◆ **Istruzioni esercizio**
**a.** Riassumi in due frasi il testo sulle novità Iperborea.
**b.** Ripeti parola per parola il brano del testo sulle novità Iperborea: parti dalle parole "In un’atmosfera sospesa" e fermati dopo "thriller all’ultimo respiro.".

◆ **Il testo**
In questa fine di gennaio, Iperborea fa arrivare nelle librerie italiane due romanzi, uno dal Belgio e uno dalla Svezia. Il primo si intitola Il Guardiano, è scritto da Peter Terrin (tradotto in italiano da C. Cozzi) ed è disponibile dal 20 gennaio 2021. Il secondo è un’opera dello scrittore svedese Stig Dagerman, si intitola Il serpente ed è disponibile dal 27 gennaio 2021, nella traduzione di Fulvio Ferrari.
Il guardiano, di Peter Terrin (Iperborea)
In un’atmosfera sospesa e irreale, Il guardiano riesce a fondere con sottile ironia l’inquietudine e lo straniamento esistenziale e la tensione di un thriller all’ultimo respiro.

◆ **Dati**
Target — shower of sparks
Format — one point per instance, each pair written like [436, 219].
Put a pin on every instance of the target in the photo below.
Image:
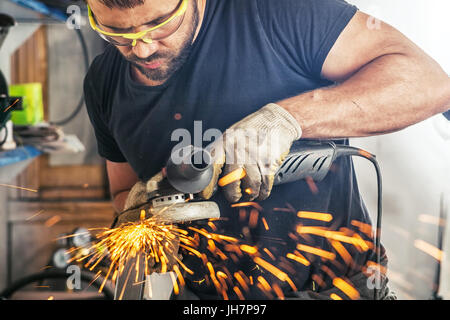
[233, 176]
[153, 245]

◆ **Risposte**
**a.** A fine gennaio Iperborea porta nelle librerie italiane due romanzi: dal Belgio Il guardiano di Peter Terrin, tradotto da C. Cozzi e disponibile dal 20 gennaio 2021, e dalla Svezia Il serpente di Stig Dagerman, tradotto da Fulvio Ferrari e disponibile dal 27 gennaio 2021. In un'atmosfera sospesa e irreale, Il guardiano fonde con sottile ironia l'inquietudine, lo straniamento esistenziale e la tensione di un thriller all'ultimo respiro.

**b.**
In un’atmosfera sospesa e irreale, Il guardiano riesce a fondere con sottile ironia l’inquietudine e lo straniamento esistenziale e la tensione di un thriller all’ultimo respiro.